## Extrait de texte
● ● ● ● ● ● ●
Comment s’explique cette apparence de contradiction ? Tout simplement parce que quelle que soit leur position personnelle, les juristes ont tous dénoncé la façon dont ce projet était rédigé. 

Au centre des critiques, d’abord le périmètre de la loi.- Les cinq juristes auditionnés, Hugues Fulchiron, Annick Batteur, Laurence Brunet, Claire Neirinck et Guillaume Drago ont remis en question le périmètre de la loi. Si le cœur de ce projet de loi est bien d’ouvrir le mariage aux couples de même sexe, il faut bien avoir conscience, ont-ils rappelé, que c’est tout le droit de la filiation et de la procréation médicalement assistée (PMA) qui est touché. Rappelons que le droit de la filiation est en France fondée sur la vraisemblance biologique et sur une filiation sexuée. Or, parce qu’il n’aborde que certains points et pas d’autres (PMA, gestation pour autrui, présomption de paternité, etc.), le Conseil constitutionnel pourrait soulever la question de l’intelligibilité de la loi et de l’incompétence négative du législateur, selon Guillaume Drago

Questions autour de l’ouverture de l’adoption.- Pour Hugues Fulchiron, le projet de loi procède de façon un peu étonnante. Le législateur considère que, puisque le mariage est ouvert aux couples homosexuels, il faut ouvrir l’adoption. Mais parallèlement, le texte entend décorréler mariage et filiation. Une rupture logique non satisfaisante pour ce spécialiste du droit de la famille, qui demande que toutes les règles de l’adoption soient dès lors repensées. Tout comme celles de la PMA. Pourquoi limiter la PMA aux couples mariés ? Pourra-t-on longtemps refuser l’accès aux personnes seules ? Ou interdire la multiparenté ? La PMA doit faire l’objet d’une réflexion d’ensemble. Opinion, là encore, très largement partagée par les personnes auditionnées.
● ● ● ● ● ● ●
## Données fournies

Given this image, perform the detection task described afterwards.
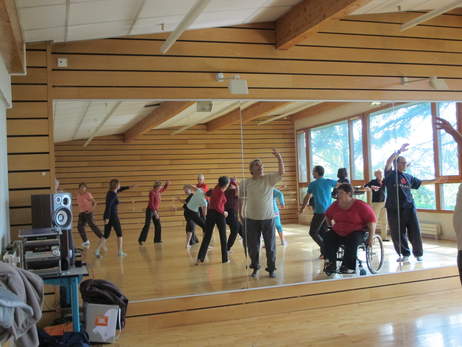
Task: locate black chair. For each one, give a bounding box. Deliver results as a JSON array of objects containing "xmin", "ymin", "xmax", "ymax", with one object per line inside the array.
[{"xmin": 330, "ymin": 233, "xmax": 384, "ymax": 276}]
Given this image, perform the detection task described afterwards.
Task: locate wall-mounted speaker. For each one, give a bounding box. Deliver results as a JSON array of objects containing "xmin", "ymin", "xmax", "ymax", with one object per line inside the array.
[{"xmin": 31, "ymin": 193, "xmax": 72, "ymax": 229}]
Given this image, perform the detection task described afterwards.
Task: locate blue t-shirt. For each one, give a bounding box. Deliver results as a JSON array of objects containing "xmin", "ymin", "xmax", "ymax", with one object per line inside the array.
[
  {"xmin": 273, "ymin": 188, "xmax": 286, "ymax": 216},
  {"xmin": 308, "ymin": 177, "xmax": 337, "ymax": 213},
  {"xmin": 383, "ymin": 170, "xmax": 422, "ymax": 208}
]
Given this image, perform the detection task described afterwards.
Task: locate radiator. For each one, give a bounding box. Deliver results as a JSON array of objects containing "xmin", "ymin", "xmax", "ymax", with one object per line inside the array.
[{"xmin": 420, "ymin": 222, "xmax": 441, "ymax": 240}]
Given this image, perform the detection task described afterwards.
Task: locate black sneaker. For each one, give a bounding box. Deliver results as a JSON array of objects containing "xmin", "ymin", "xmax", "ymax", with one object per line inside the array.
[
  {"xmin": 340, "ymin": 265, "xmax": 356, "ymax": 275},
  {"xmin": 324, "ymin": 263, "xmax": 337, "ymax": 276}
]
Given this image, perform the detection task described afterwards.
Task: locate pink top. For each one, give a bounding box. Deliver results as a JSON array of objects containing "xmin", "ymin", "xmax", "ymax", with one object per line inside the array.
[
  {"xmin": 77, "ymin": 192, "xmax": 93, "ymax": 212},
  {"xmin": 148, "ymin": 182, "xmax": 168, "ymax": 211},
  {"xmin": 326, "ymin": 200, "xmax": 377, "ymax": 236}
]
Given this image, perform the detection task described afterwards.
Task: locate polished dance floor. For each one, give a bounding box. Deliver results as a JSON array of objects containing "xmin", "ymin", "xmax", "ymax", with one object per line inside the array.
[{"xmin": 80, "ymin": 224, "xmax": 457, "ymax": 300}]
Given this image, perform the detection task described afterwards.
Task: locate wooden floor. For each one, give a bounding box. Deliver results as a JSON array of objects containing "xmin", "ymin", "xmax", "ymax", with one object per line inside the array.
[
  {"xmin": 80, "ymin": 224, "xmax": 457, "ymax": 300},
  {"xmin": 114, "ymin": 289, "xmax": 462, "ymax": 347}
]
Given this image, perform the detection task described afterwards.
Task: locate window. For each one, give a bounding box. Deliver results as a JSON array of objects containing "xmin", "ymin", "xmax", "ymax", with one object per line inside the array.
[
  {"xmin": 369, "ymin": 103, "xmax": 435, "ymax": 179},
  {"xmin": 297, "ymin": 102, "xmax": 462, "ymax": 211},
  {"xmin": 310, "ymin": 121, "xmax": 350, "ymax": 179},
  {"xmin": 297, "ymin": 132, "xmax": 308, "ymax": 182},
  {"xmin": 412, "ymin": 184, "xmax": 436, "ymax": 210},
  {"xmin": 438, "ymin": 102, "xmax": 459, "ymax": 176},
  {"xmin": 441, "ymin": 183, "xmax": 460, "ymax": 211},
  {"xmin": 351, "ymin": 119, "xmax": 364, "ymax": 180}
]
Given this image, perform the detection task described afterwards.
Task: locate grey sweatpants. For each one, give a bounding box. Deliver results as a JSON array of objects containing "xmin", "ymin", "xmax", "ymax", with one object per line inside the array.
[{"xmin": 244, "ymin": 218, "xmax": 276, "ymax": 272}]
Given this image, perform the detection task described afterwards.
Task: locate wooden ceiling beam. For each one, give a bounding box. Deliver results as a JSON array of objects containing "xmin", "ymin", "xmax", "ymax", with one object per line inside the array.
[
  {"xmin": 124, "ymin": 101, "xmax": 195, "ymax": 142},
  {"xmin": 276, "ymin": 0, "xmax": 370, "ymax": 49},
  {"xmin": 0, "ymin": 0, "xmax": 26, "ymax": 74},
  {"xmin": 206, "ymin": 101, "xmax": 290, "ymax": 131},
  {"xmin": 291, "ymin": 102, "xmax": 349, "ymax": 121}
]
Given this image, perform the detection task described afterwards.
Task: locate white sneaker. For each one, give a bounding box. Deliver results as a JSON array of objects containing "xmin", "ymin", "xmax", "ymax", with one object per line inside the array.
[{"xmin": 396, "ymin": 255, "xmax": 409, "ymax": 263}]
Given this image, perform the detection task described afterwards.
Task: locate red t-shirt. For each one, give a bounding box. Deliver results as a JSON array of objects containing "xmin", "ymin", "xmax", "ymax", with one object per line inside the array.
[
  {"xmin": 326, "ymin": 200, "xmax": 377, "ymax": 236},
  {"xmin": 209, "ymin": 188, "xmax": 226, "ymax": 214}
]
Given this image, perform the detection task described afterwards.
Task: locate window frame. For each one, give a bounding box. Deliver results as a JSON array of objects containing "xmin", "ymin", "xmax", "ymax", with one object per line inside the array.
[{"xmin": 296, "ymin": 101, "xmax": 462, "ymax": 213}]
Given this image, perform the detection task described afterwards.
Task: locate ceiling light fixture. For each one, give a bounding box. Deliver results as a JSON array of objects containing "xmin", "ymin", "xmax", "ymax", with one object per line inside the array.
[
  {"xmin": 401, "ymin": 76, "xmax": 449, "ymax": 90},
  {"xmin": 215, "ymin": 72, "xmax": 249, "ymax": 94}
]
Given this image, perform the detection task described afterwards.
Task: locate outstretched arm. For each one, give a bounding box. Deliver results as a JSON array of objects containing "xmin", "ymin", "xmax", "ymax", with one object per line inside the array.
[
  {"xmin": 385, "ymin": 143, "xmax": 409, "ymax": 171},
  {"xmin": 435, "ymin": 117, "xmax": 462, "ymax": 146},
  {"xmin": 299, "ymin": 193, "xmax": 312, "ymax": 214},
  {"xmin": 273, "ymin": 148, "xmax": 286, "ymax": 176}
]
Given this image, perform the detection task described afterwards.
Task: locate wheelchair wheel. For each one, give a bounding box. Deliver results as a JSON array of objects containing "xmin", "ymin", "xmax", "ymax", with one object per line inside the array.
[{"xmin": 366, "ymin": 235, "xmax": 383, "ymax": 274}]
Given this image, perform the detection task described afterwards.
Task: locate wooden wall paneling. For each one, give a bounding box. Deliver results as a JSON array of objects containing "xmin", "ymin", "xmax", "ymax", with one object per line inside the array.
[
  {"xmin": 8, "ymin": 171, "xmax": 50, "ymax": 189},
  {"xmin": 8, "ymin": 153, "xmax": 49, "ymax": 171},
  {"xmin": 52, "ymin": 13, "xmax": 462, "ymax": 100},
  {"xmin": 7, "ymin": 119, "xmax": 49, "ymax": 136},
  {"xmin": 6, "ymin": 101, "xmax": 48, "ymax": 119},
  {"xmin": 8, "ymin": 136, "xmax": 49, "ymax": 153},
  {"xmin": 55, "ymin": 120, "xmax": 297, "ymax": 234},
  {"xmin": 7, "ymin": 43, "xmax": 53, "ymax": 232}
]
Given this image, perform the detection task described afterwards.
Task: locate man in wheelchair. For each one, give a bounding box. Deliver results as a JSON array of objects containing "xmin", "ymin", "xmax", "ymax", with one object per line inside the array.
[{"xmin": 324, "ymin": 184, "xmax": 377, "ymax": 276}]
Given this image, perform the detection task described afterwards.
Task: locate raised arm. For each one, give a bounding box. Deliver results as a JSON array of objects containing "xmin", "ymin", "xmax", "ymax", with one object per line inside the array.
[
  {"xmin": 435, "ymin": 117, "xmax": 462, "ymax": 146},
  {"xmin": 299, "ymin": 193, "xmax": 312, "ymax": 214},
  {"xmin": 272, "ymin": 148, "xmax": 286, "ymax": 176},
  {"xmin": 385, "ymin": 143, "xmax": 409, "ymax": 172}
]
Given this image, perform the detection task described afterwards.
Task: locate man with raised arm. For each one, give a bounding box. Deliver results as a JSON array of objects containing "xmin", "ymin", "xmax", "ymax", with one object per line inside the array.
[
  {"xmin": 384, "ymin": 143, "xmax": 433, "ymax": 262},
  {"xmin": 239, "ymin": 148, "xmax": 285, "ymax": 278}
]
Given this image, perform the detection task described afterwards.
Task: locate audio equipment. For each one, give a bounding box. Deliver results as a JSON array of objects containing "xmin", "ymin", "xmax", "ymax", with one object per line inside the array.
[
  {"xmin": 19, "ymin": 228, "xmax": 62, "ymax": 275},
  {"xmin": 31, "ymin": 193, "xmax": 72, "ymax": 230}
]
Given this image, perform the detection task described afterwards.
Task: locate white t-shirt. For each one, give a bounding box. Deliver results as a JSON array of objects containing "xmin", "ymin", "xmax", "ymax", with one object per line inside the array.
[
  {"xmin": 239, "ymin": 172, "xmax": 282, "ymax": 220},
  {"xmin": 186, "ymin": 189, "xmax": 207, "ymax": 212}
]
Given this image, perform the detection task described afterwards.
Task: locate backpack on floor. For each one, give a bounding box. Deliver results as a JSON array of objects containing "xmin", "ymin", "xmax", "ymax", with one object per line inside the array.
[{"xmin": 80, "ymin": 279, "xmax": 128, "ymax": 329}]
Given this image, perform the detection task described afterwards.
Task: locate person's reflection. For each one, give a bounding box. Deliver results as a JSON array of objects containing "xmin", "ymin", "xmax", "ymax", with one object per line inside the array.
[
  {"xmin": 239, "ymin": 148, "xmax": 285, "ymax": 277},
  {"xmin": 384, "ymin": 143, "xmax": 435, "ymax": 262}
]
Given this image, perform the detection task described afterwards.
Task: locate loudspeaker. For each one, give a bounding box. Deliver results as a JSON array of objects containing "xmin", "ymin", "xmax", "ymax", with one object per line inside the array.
[{"xmin": 31, "ymin": 193, "xmax": 72, "ymax": 230}]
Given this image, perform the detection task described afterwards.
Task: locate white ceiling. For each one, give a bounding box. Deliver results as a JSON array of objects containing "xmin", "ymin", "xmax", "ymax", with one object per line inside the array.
[
  {"xmin": 16, "ymin": 0, "xmax": 300, "ymax": 42},
  {"xmin": 54, "ymin": 100, "xmax": 316, "ymax": 142},
  {"xmin": 353, "ymin": 0, "xmax": 454, "ymax": 14},
  {"xmin": 16, "ymin": 0, "xmax": 462, "ymax": 42}
]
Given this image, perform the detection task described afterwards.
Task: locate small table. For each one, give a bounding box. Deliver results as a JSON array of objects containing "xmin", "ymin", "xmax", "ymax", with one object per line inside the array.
[{"xmin": 40, "ymin": 265, "xmax": 88, "ymax": 332}]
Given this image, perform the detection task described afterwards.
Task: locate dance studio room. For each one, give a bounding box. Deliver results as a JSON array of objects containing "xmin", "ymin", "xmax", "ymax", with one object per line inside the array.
[{"xmin": 0, "ymin": 0, "xmax": 462, "ymax": 347}]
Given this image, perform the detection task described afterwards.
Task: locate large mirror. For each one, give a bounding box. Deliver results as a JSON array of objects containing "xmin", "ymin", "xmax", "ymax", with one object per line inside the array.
[{"xmin": 54, "ymin": 100, "xmax": 460, "ymax": 300}]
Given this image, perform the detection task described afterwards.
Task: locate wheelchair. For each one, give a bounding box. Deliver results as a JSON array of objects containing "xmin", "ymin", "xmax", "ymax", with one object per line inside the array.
[{"xmin": 337, "ymin": 233, "xmax": 384, "ymax": 276}]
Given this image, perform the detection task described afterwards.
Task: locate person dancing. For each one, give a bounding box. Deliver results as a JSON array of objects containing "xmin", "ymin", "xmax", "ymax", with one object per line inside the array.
[
  {"xmin": 239, "ymin": 148, "xmax": 285, "ymax": 278},
  {"xmin": 273, "ymin": 188, "xmax": 287, "ymax": 246},
  {"xmin": 436, "ymin": 117, "xmax": 462, "ymax": 284},
  {"xmin": 225, "ymin": 178, "xmax": 247, "ymax": 254},
  {"xmin": 384, "ymin": 143, "xmax": 435, "ymax": 262},
  {"xmin": 299, "ymin": 165, "xmax": 337, "ymax": 259},
  {"xmin": 77, "ymin": 182, "xmax": 103, "ymax": 248},
  {"xmin": 95, "ymin": 178, "xmax": 134, "ymax": 258},
  {"xmin": 196, "ymin": 176, "xmax": 229, "ymax": 265},
  {"xmin": 138, "ymin": 181, "xmax": 169, "ymax": 246},
  {"xmin": 183, "ymin": 184, "xmax": 207, "ymax": 248}
]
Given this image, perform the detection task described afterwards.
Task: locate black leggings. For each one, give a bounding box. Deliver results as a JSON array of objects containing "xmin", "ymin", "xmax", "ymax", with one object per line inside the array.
[
  {"xmin": 226, "ymin": 209, "xmax": 247, "ymax": 255},
  {"xmin": 77, "ymin": 212, "xmax": 103, "ymax": 242},
  {"xmin": 197, "ymin": 210, "xmax": 228, "ymax": 263},
  {"xmin": 104, "ymin": 215, "xmax": 122, "ymax": 239},
  {"xmin": 457, "ymin": 251, "xmax": 462, "ymax": 284},
  {"xmin": 138, "ymin": 208, "xmax": 162, "ymax": 242}
]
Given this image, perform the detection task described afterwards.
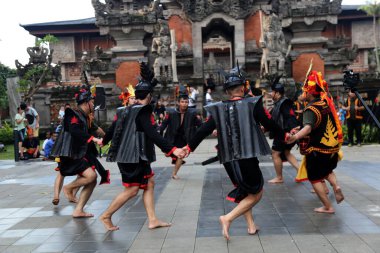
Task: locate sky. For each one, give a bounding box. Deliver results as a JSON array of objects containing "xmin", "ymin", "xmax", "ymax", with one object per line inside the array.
[{"xmin": 0, "ymin": 0, "xmax": 366, "ymax": 68}]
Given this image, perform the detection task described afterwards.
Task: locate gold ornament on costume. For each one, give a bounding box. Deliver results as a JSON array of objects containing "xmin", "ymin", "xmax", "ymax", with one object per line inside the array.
[{"xmin": 321, "ymin": 116, "xmax": 339, "ymax": 147}]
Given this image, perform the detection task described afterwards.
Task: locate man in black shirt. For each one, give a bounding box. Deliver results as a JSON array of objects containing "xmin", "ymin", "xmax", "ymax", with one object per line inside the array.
[
  {"xmin": 184, "ymin": 72, "xmax": 285, "ymax": 240},
  {"xmin": 100, "ymin": 63, "xmax": 184, "ymax": 231}
]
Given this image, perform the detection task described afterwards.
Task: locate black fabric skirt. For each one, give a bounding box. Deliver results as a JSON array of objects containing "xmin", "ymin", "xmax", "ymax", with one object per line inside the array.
[
  {"xmin": 223, "ymin": 158, "xmax": 264, "ymax": 203},
  {"xmin": 306, "ymin": 151, "xmax": 338, "ymax": 183}
]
● ● ● ● ● ● ●
## Série d'exercices
1) D'après le texte sur le projet de loi ouvrant le mariage aux couples de même sexe, quelles questions le Conseil constitutionnel pourrait-il soulever selon Guillaume Drago ?
2) Reprenez le texte sur le projet de loi ouvrant le mariage aux couples de même sexe à partir de sa dernière phrase.

## Vos réponses écrites
1) Il pourrait soulever la question de l'intelligibilité de la loi et celle de l'incompétence négative du législateur.

2)
De la suppression des mots « père » et « mère » dans le Titre V du Livre I du Code civil.- Annick Batteur a démontré qu’il n’était pas nécessaire de supprimer ces deux concepts et a d’ailleurs demandé au législateur de reprendre l’ensemble des dispositions du projet de loi, dénonçant l’erreur que constitue cette suppression : « même quand on est très favorable au projet, on ne peut pas admettre la façon dont ce projet est rédigé », a-t-elle insisté. Sans compter les coquilles qu’elle entraîne, par exemple quand le remplacement de ces mots par celui de « membre de la famille » implique que le juge doive convoquer tous les membres de la famille pour vérifier leur consentement au mariage de la personne protégée.Autre point soulevé par cette juriste, comment aborder la question du statut des enfants des couples homosexuels, au regard de l’article 57 du Code civil ? Avec en arrière-plan, bien évidemment, la question de l’accès aux origines et de l’anonymat. Sa conclusion : ouvrons seulement l’adoption simple, dans un premier temps, et travaillons à un texte cohérent sur l’ensemble du droit de la famille. Laurence Brunet s’est également prononcée pour l’ouverture de la seule adoption simple et a demandé que le législateur se penche sur le droit de l’enfant à connaître ses origines. Elle a soutenu qu’il n’est pas nécessaire de supprimer les mots « père » et « mère ». Et « il faut éviter de désexualiser l’acte de naissance » a-t-elle ajouté. De même, pour Laurence Brunet, l’ouverture du don de gamète aux couples de femmes devra entraîner la mention du donneur sur l’acte de naissance.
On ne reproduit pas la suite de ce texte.